---------- Excerpt

Used to be all fields round here. Of space rocks

Boffins have discovered a primitive mineral in an ancient meteorite that pre-dates the formation of planets.

The Allende meteorite's fireball tore through the atmosphere over Mexico in 1969, exploding thousands of pieces of itself across the state of Chihuahua, but it's just recently that Caltech scientists found a new mineral they think could be one of the oldest in the solar system.

The mineral, a titanium oxide, has been named panguite after the mythical Chinese giant Pan Gu who created the world by separating yin from yang with an axe, making the earth and the sky in the process.

Allende is the largest carbonaceous chondrite meteorite ever found on our planet and eight other new minerals have also been found in the space rock in an ongoing nanomineralogy study.

"The intensive studies of objects in this meteorite have had a tremendous influence on current thinking about processes, timing, and chemistry in the primitive solar nebula and small planetary bodies," said George Rossman, professor of mineralogy at Caltech and co-author of the study.

--------------------

:: Your goal ::
Continue the article on the new mineral found in the Allende meteorite, starting right after its last sentence. The items that come next have no connection to the meteorite article.

---------- Listed records

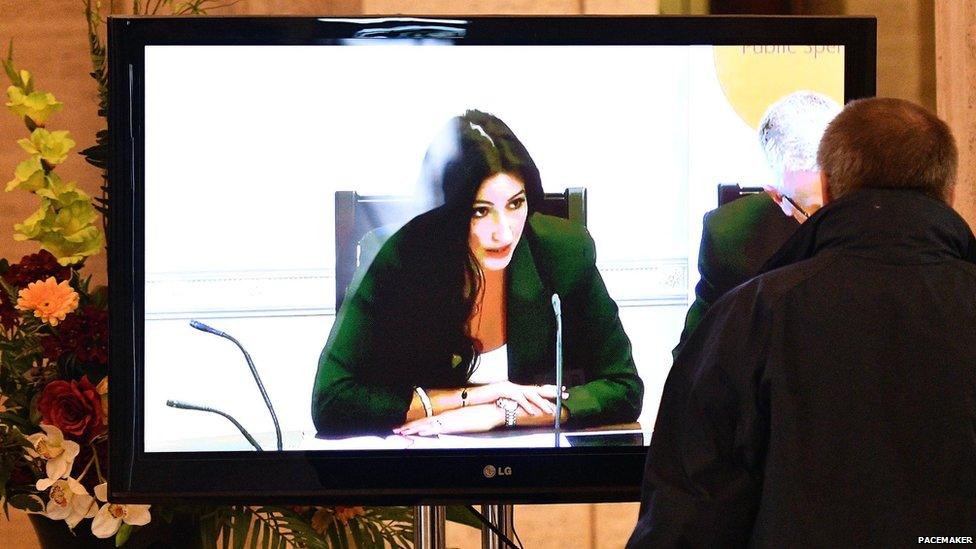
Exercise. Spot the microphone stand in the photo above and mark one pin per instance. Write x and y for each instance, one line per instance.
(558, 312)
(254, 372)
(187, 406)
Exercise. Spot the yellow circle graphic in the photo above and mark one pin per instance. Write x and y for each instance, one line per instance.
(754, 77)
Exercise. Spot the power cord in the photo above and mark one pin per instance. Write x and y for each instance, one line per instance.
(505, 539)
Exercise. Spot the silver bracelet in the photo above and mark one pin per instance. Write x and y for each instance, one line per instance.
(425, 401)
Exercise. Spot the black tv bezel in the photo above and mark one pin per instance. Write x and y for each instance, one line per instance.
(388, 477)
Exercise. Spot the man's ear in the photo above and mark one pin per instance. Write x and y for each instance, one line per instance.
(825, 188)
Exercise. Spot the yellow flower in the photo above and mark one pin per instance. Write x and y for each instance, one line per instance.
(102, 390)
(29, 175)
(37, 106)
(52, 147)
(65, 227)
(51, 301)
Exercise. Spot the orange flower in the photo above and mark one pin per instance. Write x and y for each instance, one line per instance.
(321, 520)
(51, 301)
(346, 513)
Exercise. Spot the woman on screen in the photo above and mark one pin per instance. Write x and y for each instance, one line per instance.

--------------------
---------- Listed records

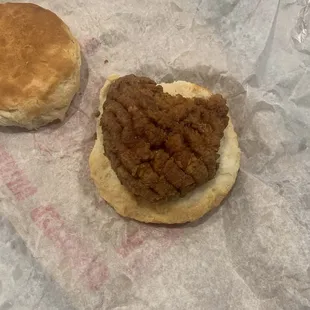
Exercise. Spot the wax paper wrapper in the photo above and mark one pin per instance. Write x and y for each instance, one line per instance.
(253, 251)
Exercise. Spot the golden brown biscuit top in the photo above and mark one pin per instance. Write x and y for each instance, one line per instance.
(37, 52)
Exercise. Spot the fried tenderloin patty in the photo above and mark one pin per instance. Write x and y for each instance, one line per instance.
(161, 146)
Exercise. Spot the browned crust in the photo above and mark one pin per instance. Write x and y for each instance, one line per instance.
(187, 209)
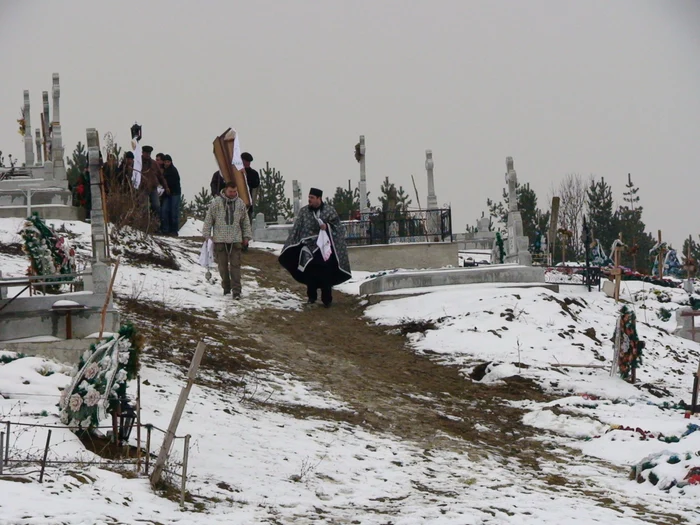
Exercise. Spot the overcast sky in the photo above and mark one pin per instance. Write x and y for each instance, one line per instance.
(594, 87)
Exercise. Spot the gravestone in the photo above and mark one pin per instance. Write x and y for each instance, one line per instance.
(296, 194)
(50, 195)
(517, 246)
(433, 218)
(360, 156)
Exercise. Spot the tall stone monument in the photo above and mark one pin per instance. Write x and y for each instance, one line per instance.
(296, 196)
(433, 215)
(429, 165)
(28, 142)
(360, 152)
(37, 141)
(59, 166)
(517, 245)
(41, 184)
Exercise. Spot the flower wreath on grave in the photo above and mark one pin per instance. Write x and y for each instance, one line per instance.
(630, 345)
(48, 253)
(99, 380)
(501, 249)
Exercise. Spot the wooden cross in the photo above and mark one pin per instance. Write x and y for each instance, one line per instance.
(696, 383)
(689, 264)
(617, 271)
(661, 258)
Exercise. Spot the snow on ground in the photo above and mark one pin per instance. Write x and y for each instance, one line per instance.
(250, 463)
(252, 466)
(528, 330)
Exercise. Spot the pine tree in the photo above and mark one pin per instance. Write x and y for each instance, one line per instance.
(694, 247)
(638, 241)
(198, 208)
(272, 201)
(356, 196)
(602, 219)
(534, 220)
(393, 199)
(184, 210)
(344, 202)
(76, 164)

--------------------

:: Task result ::
Inclusions are the minerals that get trapped inside meteorites as they are forming. U ultra-refractory type includes minerals that can resist high temperatures and other conditions in extreme environments, such as those thought to exist as our solar system was forming.

Panguite was first seen in an "ultra-refractory inclusion" – one of the first solid objects in our solar system – embedded in the meteorite. Inclusions are the minerals trapped inside meteorites, while ultra-refractory refers to minerals that can only have formed under the extreme temperatures and conditions present in the first stages of the solar system.

Because the mineral pre-dates the formation of the Earth and other planets, it can tell boffins more about how they were made.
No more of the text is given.